▸ **AIM**: Reproduce verbatim the rows from the line containing "Would you be able to point out the man" through the line containing "(1241, 326)", both included.

━━ MATERIAL PROVIDED

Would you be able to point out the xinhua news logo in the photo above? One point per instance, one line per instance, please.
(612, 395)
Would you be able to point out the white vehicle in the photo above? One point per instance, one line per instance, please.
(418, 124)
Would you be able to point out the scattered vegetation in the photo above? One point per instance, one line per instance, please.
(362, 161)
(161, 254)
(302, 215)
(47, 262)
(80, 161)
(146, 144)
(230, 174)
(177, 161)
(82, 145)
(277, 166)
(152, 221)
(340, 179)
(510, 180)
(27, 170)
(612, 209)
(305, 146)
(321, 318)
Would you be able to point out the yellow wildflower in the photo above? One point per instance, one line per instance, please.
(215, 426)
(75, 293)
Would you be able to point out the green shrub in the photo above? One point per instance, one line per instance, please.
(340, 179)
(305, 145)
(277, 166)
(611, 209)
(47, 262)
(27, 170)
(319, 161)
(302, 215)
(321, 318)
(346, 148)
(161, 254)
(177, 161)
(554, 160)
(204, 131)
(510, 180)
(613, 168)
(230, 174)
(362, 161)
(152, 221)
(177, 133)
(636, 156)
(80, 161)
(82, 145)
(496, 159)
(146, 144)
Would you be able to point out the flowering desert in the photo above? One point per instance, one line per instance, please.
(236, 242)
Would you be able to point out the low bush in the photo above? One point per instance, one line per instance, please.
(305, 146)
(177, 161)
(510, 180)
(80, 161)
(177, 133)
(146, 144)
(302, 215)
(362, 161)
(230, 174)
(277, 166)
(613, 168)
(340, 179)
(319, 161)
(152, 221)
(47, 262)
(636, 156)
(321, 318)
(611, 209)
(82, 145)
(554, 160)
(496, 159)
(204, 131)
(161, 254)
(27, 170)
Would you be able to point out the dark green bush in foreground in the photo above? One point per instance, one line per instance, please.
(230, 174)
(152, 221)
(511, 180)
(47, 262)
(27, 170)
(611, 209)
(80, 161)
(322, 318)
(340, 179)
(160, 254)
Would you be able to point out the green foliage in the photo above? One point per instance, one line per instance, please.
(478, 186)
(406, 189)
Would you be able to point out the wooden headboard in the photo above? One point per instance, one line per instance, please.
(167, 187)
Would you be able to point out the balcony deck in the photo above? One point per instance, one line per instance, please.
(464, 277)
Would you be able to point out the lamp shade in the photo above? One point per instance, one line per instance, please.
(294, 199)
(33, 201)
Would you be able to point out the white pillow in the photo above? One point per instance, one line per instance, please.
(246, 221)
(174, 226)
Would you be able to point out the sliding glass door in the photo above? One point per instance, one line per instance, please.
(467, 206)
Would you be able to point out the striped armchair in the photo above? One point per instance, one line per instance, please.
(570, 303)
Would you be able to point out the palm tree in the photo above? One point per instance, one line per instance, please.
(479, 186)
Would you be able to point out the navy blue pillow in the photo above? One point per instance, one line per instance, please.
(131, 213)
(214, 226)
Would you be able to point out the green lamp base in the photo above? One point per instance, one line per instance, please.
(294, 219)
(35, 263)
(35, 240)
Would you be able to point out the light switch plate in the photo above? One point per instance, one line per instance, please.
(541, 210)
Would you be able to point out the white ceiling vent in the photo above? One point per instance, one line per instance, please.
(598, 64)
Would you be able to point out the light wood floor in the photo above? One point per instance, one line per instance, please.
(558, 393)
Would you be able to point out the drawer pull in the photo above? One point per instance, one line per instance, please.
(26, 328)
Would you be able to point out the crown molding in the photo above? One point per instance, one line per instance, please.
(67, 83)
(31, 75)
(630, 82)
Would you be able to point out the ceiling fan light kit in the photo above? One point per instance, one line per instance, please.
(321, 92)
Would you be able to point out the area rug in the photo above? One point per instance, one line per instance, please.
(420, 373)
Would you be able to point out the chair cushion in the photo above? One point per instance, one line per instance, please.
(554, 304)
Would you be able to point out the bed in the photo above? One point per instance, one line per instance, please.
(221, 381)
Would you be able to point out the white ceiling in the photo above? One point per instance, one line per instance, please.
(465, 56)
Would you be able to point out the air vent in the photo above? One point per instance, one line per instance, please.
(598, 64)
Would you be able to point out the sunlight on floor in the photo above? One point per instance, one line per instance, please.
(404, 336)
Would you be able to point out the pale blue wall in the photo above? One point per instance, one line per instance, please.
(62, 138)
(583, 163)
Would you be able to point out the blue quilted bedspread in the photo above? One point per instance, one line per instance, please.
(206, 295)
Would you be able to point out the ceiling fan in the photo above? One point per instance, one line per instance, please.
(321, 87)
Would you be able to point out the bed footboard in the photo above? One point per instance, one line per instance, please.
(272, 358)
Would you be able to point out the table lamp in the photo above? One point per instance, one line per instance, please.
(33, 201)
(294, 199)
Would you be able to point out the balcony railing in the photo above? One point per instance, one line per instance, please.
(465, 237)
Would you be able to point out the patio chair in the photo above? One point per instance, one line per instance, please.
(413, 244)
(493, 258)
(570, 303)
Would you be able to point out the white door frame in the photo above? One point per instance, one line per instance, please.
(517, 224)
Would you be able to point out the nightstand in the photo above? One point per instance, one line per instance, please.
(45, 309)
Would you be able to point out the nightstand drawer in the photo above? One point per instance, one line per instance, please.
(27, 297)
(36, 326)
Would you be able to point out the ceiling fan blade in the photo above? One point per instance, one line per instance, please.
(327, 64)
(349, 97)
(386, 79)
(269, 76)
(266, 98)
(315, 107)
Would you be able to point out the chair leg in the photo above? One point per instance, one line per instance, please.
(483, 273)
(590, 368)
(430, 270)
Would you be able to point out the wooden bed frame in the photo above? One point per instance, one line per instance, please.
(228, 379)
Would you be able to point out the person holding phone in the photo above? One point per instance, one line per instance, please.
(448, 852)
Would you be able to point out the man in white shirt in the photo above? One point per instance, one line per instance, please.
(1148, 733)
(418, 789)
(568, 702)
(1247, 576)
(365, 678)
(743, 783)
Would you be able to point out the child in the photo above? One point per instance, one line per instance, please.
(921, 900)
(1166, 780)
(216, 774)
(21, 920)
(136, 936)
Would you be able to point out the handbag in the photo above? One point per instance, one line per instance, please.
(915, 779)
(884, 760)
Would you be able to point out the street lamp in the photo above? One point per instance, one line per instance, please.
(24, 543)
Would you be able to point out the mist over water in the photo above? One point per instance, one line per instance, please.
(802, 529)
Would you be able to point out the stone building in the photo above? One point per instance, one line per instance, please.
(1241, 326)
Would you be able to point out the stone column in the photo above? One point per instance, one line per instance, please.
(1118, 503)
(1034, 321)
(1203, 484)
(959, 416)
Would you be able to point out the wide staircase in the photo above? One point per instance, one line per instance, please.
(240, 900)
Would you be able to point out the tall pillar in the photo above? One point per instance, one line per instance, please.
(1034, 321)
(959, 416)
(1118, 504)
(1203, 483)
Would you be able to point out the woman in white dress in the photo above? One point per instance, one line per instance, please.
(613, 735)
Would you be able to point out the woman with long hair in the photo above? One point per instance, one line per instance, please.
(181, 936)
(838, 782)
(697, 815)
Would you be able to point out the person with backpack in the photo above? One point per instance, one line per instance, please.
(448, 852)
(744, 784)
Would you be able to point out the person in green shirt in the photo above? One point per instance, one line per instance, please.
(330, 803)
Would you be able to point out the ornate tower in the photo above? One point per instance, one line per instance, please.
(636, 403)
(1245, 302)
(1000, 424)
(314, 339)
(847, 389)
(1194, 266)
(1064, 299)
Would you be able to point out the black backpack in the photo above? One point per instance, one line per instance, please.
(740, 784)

━━━━

▸ **ANSWER TO THE TASK**:
Would you be able to point out the man in white shirt in the photo above? One point per instance, one line per instance, please.
(1148, 733)
(418, 789)
(568, 702)
(1247, 576)
(365, 678)
(743, 783)
Would you be able to point out the child in the photo above? One point per instance, one line per instance, please.
(921, 900)
(1166, 780)
(216, 774)
(21, 920)
(136, 936)
Would you be able to point out the handbag in the photo above? One point per instance, one line per instance, please.
(915, 779)
(884, 760)
Would you be able to point out the street lamp in the photo above? One point per instance, one line per instance, please.
(24, 543)
Would you be able to point out the mist over water in the photo above? One point per instance, one line per instance, please.
(802, 529)
Would you be able to point out the stone building in the photo above? One point per instance, one line per instance, please.
(1241, 326)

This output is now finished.